Retype the data below in full, keeping every character as it is.

## DATA EXTRACT
--- START ---

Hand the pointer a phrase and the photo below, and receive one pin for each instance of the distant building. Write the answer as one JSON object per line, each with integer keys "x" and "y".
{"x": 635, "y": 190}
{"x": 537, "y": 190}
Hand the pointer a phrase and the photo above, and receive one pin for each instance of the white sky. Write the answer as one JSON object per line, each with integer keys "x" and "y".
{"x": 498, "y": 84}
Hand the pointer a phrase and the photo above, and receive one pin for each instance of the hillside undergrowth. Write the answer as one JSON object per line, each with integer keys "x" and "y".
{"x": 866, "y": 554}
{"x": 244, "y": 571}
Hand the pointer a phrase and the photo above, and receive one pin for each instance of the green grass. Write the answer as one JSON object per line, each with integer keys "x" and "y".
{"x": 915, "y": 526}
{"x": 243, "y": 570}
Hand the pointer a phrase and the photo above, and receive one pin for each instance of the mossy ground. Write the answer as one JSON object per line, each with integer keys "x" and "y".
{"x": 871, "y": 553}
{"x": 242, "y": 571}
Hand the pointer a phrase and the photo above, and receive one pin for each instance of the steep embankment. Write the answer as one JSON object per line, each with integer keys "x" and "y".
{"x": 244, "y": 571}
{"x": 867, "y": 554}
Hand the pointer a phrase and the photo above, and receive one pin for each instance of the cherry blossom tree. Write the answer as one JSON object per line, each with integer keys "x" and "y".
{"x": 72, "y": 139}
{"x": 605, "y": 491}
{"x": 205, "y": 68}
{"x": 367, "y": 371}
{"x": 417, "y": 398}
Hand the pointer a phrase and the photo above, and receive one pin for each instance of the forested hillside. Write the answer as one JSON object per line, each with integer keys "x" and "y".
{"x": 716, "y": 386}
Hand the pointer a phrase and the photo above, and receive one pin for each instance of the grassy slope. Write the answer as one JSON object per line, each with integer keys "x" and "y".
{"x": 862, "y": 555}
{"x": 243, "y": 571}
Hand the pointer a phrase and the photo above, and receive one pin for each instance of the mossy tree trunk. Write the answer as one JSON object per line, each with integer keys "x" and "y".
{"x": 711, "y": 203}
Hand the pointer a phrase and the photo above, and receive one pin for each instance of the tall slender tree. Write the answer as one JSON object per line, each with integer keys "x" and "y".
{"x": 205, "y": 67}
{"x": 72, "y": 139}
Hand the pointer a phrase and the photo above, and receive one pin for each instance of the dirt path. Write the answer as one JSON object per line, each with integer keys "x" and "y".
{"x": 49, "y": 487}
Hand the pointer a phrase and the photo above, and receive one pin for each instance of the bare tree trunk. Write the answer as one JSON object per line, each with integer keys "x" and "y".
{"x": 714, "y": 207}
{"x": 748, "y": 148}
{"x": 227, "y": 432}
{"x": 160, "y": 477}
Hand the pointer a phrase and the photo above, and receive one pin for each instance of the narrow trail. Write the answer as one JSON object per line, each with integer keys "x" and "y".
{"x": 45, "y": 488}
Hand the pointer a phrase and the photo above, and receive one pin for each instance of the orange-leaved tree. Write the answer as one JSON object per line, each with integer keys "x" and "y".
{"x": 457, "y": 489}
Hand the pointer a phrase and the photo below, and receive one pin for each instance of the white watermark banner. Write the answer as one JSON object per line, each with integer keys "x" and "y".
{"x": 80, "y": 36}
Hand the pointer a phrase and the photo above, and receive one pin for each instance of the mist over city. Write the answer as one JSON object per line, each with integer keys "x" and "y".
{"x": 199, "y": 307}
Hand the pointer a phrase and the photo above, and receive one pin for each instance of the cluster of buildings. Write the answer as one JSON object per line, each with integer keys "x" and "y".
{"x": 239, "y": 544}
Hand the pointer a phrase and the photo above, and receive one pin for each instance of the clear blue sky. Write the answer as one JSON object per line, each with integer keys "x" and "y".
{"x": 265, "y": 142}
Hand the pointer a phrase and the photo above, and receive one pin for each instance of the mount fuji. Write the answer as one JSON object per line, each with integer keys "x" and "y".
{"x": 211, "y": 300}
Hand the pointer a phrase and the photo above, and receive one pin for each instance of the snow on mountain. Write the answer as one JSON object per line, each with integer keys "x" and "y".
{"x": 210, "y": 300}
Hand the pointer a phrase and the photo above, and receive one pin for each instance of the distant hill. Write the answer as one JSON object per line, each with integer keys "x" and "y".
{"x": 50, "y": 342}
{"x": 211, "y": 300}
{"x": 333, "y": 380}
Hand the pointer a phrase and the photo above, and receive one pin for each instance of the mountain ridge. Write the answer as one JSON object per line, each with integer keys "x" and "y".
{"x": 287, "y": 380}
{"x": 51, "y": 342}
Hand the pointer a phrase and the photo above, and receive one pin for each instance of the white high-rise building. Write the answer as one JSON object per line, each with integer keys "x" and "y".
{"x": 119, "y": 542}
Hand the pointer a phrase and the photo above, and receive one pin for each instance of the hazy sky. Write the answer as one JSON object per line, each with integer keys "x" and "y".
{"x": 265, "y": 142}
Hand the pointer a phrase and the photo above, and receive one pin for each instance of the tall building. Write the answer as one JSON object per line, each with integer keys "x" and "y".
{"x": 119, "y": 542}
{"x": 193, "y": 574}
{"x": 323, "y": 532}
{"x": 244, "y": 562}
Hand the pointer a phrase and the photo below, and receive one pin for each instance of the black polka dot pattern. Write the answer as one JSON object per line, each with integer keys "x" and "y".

--- END ---

## YOUR SOLUTION
Hand the pointer a phrase and the photo below, and receive one pin for each instance of the distant building. Write the answer as one JSON object per line, each with integer keys "x" and "y".
{"x": 635, "y": 190}
{"x": 537, "y": 190}
Hand the pointer a phrase and the photo above, and receive one pin for each instance of the white sky. Write the answer as one JSON object per line, each with integer keys "x" and "y".
{"x": 498, "y": 84}
Hand the pointer a phrase and the photo above, and receive one pin for each instance of the hillside undergrowth. Write the answer as one JSON object per line, each with integer keys "x" and "y".
{"x": 866, "y": 554}
{"x": 244, "y": 571}
Hand the pointer a phrase and the photo above, and receive one pin for each instance of the green grass. Write the answer as one JSON object per line, each with integer keys "x" and "y".
{"x": 915, "y": 526}
{"x": 243, "y": 570}
Hand the pointer a phrase and the photo above, and receive one pin for each instance of the mossy ground. Write the answer as one JSON object per line, each with integer keys "x" and "y".
{"x": 871, "y": 553}
{"x": 242, "y": 571}
Hand the pointer a phrase and the photo above, and receive one pin for each instance of the steep embankment. Write the answer as one JSON object per line, each with integer keys "x" and "y".
{"x": 244, "y": 571}
{"x": 867, "y": 554}
Hand the pointer a phrase and the photo above, and receive one pin for each instance of the cherry blossom tree. Write the answer as one JSON object per line, each with integer keys "x" and "y".
{"x": 72, "y": 139}
{"x": 605, "y": 491}
{"x": 205, "y": 68}
{"x": 367, "y": 371}
{"x": 417, "y": 398}
Hand the pointer a phrase and the photo above, and receive one pin for each instance of the forested hillside. Write the answer as one JSON object per line, each with integer keys "x" and "y".
{"x": 716, "y": 386}
Hand the pointer a phrase and the photo above, and receive one pin for each instance of the grassy slope. Write the answer as one JSON object per line, each with integer keys "x" and "y".
{"x": 862, "y": 555}
{"x": 243, "y": 571}
Hand the pointer a phrase and the photo above, and receive one pin for each instance of the mossy tree trunk. Write the answer as one JSON object per line, each with integer keys "x" and "y".
{"x": 711, "y": 203}
Hand the pointer a phrase and the photo above, and receive one pin for each instance of the tall slender tree. Write the answer as one JSON object per line, each with integer keys "x" and "y".
{"x": 205, "y": 67}
{"x": 72, "y": 139}
Hand the pointer a phrase and the photo above, and receive one pin for each instance of the dirt path. Write the answer as one JSON object per line, each with integer keys "x" and "y".
{"x": 49, "y": 487}
Hand the pointer a phrase and the photo above, and receive one pin for each instance of the bare tree trunk. Write the answer as one JSON object per line, each with integer keys "x" and "y".
{"x": 714, "y": 207}
{"x": 748, "y": 148}
{"x": 227, "y": 432}
{"x": 160, "y": 477}
Hand the pointer a phrase and the photo above, and receive one pin for each instance of the narrow trail. Write the answer as one JSON object per line, each with integer keys "x" and "y".
{"x": 45, "y": 488}
Hand the pointer a phrase and the photo above, and receive one pin for each instance of the orange-leaved tree. Write the answer as one JSON object per line, each with integer keys "x" and "y".
{"x": 457, "y": 489}
Hand the pointer a phrase and the photo below, and receive one pin for each instance of the white watermark banner. Write the answer as one JSON object per line, each with integer keys "x" and "y".
{"x": 80, "y": 36}
Hand the pointer a phrase and the photo above, and receive one pin for each instance of the mist over city. Write the answer as one JSON object per line, each with integer keys "x" and "y".
{"x": 199, "y": 307}
Hand the pointer a phrase and the photo above, and receive one pin for each instance of the cluster of buildings. Write the answer as one JSON object per line, each with integer keys "x" and "y".
{"x": 239, "y": 544}
Hand the pointer a phrase and the photo above, and receive one pin for each instance of the clear blue sky. Write the answer as one JSON object per line, each with integer keys "x" and "y".
{"x": 265, "y": 142}
Hand the pointer a phrase and the photo above, and receive one pin for each instance of the mount fuji. Write the answer as one JSON object per line, each with integer keys "x" and "y".
{"x": 211, "y": 300}
Hand the pointer a phrase and the photo above, and receive one pin for each instance of the snow on mountain. Write the answer as one JSON object per line, each with integer keys "x" and "y".
{"x": 210, "y": 300}
Hand the pointer a phrase and the photo above, and receive one pin for each instance of the distant hill. Write the answer as one JSON object per line, each with integer keys "x" and "y".
{"x": 50, "y": 342}
{"x": 211, "y": 300}
{"x": 333, "y": 380}
Hand the pointer a phrase and the photo above, and receive one pin for each instance of the mountain ridge. Write the answer as one JSON object per line, each with integer keys "x" and "y".
{"x": 287, "y": 380}
{"x": 51, "y": 342}
Hand the pointer a phrase and the photo above, and receive one pin for each instance of the white high-rise building. Write the answer as one JSON object per line, each with integer keys "x" and "y".
{"x": 119, "y": 542}
Hand the pointer a phrase and the photo above, and receive one pin for each instance of the hazy sky. Write the answer as one JSON object per line, each with integer keys "x" and "y".
{"x": 265, "y": 142}
Hand the pointer a phrase and the photo above, and receive one pin for each instance of the tall building. Write the answer as one JSON object per line, each with integer keys "x" and "y".
{"x": 119, "y": 542}
{"x": 193, "y": 574}
{"x": 323, "y": 532}
{"x": 244, "y": 562}
Hand the pointer a phrase and the photo below, and receive one pin for each instance of the black polka dot pattern. Write the answer as one JSON object per line, each with integer keys "x" and "y".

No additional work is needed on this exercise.